→ **WORK INSTRUCTION**
Transcription of the full listing is required, character for character.
START RECORD SET
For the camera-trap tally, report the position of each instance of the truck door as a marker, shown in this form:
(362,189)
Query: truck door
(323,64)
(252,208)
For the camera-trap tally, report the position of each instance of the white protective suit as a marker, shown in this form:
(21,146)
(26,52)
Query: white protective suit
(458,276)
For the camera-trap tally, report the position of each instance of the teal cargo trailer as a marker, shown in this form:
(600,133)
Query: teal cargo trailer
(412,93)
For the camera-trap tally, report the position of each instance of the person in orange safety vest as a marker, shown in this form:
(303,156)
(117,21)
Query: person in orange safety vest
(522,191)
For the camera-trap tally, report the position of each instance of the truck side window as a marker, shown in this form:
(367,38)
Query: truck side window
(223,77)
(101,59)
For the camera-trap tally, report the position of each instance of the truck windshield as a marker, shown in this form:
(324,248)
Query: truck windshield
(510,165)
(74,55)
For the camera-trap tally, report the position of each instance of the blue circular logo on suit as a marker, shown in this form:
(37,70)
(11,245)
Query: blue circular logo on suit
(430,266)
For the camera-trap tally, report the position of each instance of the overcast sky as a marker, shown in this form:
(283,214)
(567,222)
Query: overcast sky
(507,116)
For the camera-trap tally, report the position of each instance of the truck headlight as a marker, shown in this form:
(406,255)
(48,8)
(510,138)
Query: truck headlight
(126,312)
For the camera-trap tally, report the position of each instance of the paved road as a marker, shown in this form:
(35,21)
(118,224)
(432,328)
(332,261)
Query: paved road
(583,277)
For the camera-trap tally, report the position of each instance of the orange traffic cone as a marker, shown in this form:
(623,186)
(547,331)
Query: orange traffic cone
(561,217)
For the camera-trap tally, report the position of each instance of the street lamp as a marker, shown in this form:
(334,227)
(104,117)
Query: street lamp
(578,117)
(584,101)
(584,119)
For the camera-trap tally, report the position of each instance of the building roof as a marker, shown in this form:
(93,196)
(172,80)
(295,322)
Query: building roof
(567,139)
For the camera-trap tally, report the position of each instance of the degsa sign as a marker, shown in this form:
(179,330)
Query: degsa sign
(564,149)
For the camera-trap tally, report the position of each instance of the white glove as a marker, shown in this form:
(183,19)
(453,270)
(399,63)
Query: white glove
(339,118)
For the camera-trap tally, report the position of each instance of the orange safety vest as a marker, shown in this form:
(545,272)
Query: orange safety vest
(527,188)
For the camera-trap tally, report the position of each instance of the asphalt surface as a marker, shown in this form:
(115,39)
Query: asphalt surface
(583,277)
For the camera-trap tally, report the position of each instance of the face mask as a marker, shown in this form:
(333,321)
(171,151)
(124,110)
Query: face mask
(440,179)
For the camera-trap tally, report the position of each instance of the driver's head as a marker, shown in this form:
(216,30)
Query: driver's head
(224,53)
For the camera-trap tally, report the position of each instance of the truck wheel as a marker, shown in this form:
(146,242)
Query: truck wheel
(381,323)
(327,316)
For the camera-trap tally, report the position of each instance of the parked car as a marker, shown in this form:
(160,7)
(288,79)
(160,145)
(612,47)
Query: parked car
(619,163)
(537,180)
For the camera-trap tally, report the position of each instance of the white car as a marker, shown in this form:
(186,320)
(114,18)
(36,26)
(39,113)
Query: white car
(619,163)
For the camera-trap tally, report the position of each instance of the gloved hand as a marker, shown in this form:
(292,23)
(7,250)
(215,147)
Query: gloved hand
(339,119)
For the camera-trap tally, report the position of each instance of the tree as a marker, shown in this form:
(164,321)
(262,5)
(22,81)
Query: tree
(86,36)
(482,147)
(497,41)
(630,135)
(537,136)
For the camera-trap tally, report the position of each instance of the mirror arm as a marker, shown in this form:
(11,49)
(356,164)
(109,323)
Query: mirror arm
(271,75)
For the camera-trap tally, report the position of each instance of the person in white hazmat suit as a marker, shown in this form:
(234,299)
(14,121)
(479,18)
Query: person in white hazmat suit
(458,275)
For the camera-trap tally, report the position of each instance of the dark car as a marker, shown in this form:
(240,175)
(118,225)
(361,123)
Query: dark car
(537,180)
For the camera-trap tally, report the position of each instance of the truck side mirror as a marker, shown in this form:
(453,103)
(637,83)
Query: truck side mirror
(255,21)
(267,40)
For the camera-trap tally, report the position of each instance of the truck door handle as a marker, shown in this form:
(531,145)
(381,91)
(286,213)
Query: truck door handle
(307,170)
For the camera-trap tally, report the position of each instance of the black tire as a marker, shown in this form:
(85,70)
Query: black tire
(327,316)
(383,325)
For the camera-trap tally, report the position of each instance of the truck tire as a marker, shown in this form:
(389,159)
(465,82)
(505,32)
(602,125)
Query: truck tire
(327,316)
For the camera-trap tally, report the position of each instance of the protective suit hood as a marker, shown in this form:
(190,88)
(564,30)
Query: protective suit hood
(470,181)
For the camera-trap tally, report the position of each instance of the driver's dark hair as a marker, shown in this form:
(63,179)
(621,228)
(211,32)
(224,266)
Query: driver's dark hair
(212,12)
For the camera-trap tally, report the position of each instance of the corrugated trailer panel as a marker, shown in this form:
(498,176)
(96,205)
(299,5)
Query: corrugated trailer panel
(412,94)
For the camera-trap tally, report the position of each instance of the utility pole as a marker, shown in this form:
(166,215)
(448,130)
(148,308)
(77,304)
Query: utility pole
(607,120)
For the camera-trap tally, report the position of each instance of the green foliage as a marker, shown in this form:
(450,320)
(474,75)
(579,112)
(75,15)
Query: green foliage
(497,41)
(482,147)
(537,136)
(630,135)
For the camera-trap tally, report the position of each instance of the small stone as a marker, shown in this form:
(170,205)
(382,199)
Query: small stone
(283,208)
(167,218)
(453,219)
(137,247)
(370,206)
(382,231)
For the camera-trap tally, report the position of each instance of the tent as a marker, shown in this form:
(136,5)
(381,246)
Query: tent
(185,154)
END RECORD SET
→ **SOLUTION TO THIS EXERCISE**
For the camera-trap tally, report the position of each instance of the truck door as a marker, shown in this form:
(362,189)
Query: truck door
(323,64)
(252,208)
For the camera-trap tally, report the position of each instance of the white protective suit as a marker, shown in this form:
(21,146)
(26,52)
Query: white protective suit
(458,276)
For the camera-trap tally, report the position of each instance of the teal cargo trailer as a marker, shown in this form:
(600,133)
Query: teal cargo trailer
(412,93)
For the camera-trap tally, report the position of each instance of the person in orange safety vest as a marker, shown in this form:
(303,156)
(117,21)
Query: person in orange safety vest
(522,191)
For the camera-trap tally, report the position of each instance of the truck side window as a marker, shown in this form:
(367,38)
Query: truck side window
(223,77)
(101,59)
For the camera-trap tally, report the position of each instance of the truck windshield as a marker, shown in this form:
(324,248)
Query: truck windshield
(510,165)
(74,55)
For the camera-trap tally, report the position of each instance of the blue circular logo on suit as a marker, shown in this form:
(37,70)
(11,245)
Query: blue circular logo on suit
(430,266)
For the camera-trap tally, report the position of each instance of the overcast sky as a marker, shown in this form:
(283,214)
(567,222)
Query: overcast sky
(507,116)
For the camera-trap tally, report the position of each instance of the truck headlight as a marker, shown in this form:
(406,255)
(48,8)
(510,138)
Query: truck headlight
(126,312)
For the camera-trap tally, report the position of each instance of the paved road as a marker, shown in this form:
(35,21)
(118,224)
(432,328)
(332,261)
Query: paved road
(583,277)
For the camera-trap tally, report the position of each instance of the orange traffic cone as a marker, shown in this form:
(623,186)
(547,331)
Query: orange traffic cone
(561,217)
For the camera-trap tally, report the position of each instance of the street lamp as a marker, shown in this form:
(334,227)
(104,117)
Query: street lamp
(578,117)
(584,101)
(584,119)
For the camera-trap tally, report the position of each instance of the building roof as a marker, shown in this form:
(93,196)
(172,80)
(295,322)
Query: building roof
(567,139)
For the camera-trap tally, report the position of each instance of the degsa sign as a marker, shown in this form:
(179,330)
Query: degsa sign
(564,149)
For the camera-trap tally, report the position of each instance of the white glove as a marker, shown in this form:
(183,19)
(453,270)
(399,63)
Query: white glove
(339,118)
For the camera-trap tally, report the position of each instance of the orange safety vest as a marker, shown in this form:
(545,272)
Query: orange safety vest
(527,188)
For the camera-trap tally, report the position of each instance of the asphalt surface as a marker, shown in this form:
(115,39)
Query: asphalt surface
(583,277)
For the camera-trap tally, report the position of each instance of the face mask as a marker, shown in this form:
(333,321)
(171,151)
(124,110)
Query: face mask
(440,179)
For the camera-trap tally, report the position of each instance of the driver's head as a marker, shown in this form:
(216,30)
Query: driver's head
(224,53)
For the camera-trap tally, report the position of each instance of the truck wheel as a marker, shown in this form:
(146,242)
Query: truck wheel
(381,323)
(327,316)
For the camera-trap tally, report the position of each instance of the parked car as a marker, shown in this form:
(160,7)
(288,79)
(160,145)
(612,47)
Query: parked car
(619,163)
(537,180)
For the camera-trap tally, report the position of each instance of the white car as a marker, shown in this form:
(186,320)
(114,18)
(36,26)
(39,113)
Query: white car
(619,163)
For the camera-trap tally, report the position of each instance of the gloved hand as a marker, shown in this form:
(292,23)
(7,250)
(215,147)
Query: gloved hand
(339,119)
For the camera-trap tally, report the position of each instance of the tree as a marker, shown in this form:
(164,321)
(262,5)
(22,81)
Query: tree
(86,36)
(482,147)
(497,41)
(630,135)
(537,136)
For the camera-trap tally, report the position of each instance of the mirror arm as a marker, shown in this form:
(11,49)
(356,164)
(109,323)
Query: mirror arm
(271,75)
For the camera-trap tally, report the position of each instance of the person in white hazmat suit as a marker, shown in this form:
(234,299)
(14,121)
(479,18)
Query: person in white hazmat suit
(458,275)
For the camera-trap tally, report the position of each instance of the dark car as a marker, shown in this form:
(240,175)
(118,225)
(361,123)
Query: dark car
(537,180)
For the camera-trap tally, report the position of each instance of the truck side mirror as a marker, shown in this form:
(453,103)
(637,83)
Query: truck side mirror
(255,21)
(267,40)
For the camera-trap tally, report the position of each instance of the truck door handle as a marker, shown in this form:
(531,145)
(381,91)
(286,213)
Query: truck door handle
(307,170)
For the camera-trap tally, report the position of each instance of the black tire as a marker, shown in this form:
(85,70)
Query: black tire
(327,316)
(383,325)
For the camera-trap tally, report the position of each instance of the truck tire as a marker, shown in this form:
(389,159)
(465,82)
(505,32)
(602,125)
Query: truck tire
(327,316)
For the camera-trap tally, report the position of each instance of the protective suit hood as a marker, shown in this form:
(190,88)
(564,30)
Query: protective suit hood
(470,181)
For the camera-trap tally, report the position of each instance of the driver's dark hair as a marker, shown in this form:
(63,179)
(621,228)
(211,32)
(224,266)
Query: driver's dark hair
(212,12)
For the camera-trap tally, report the position of each instance of the corrugated trailer panel as a marker, shown in this form:
(498,176)
(96,205)
(299,5)
Query: corrugated trailer panel
(412,94)
For the camera-trap tally, report the position of each instance of the utility pole as a marker, shown in this form:
(166,215)
(448,130)
(148,308)
(77,304)
Query: utility pole
(607,120)
For the camera-trap tally, report the position of each instance of the green foliage as a marker, shown in this form:
(450,320)
(474,75)
(579,112)
(75,15)
Query: green foliage
(497,41)
(482,147)
(537,136)
(630,135)
For the camera-trap tally, report the position of each instance of the small stone as a marker, shown in this form:
(170,205)
(382,199)
Query: small stone
(283,208)
(167,218)
(453,219)
(137,247)
(370,206)
(382,231)
For the camera-trap tally, report the position of each instance of the tent as a marker, shown in this form:
(136,5)
(381,246)
Query: tent
(185,154)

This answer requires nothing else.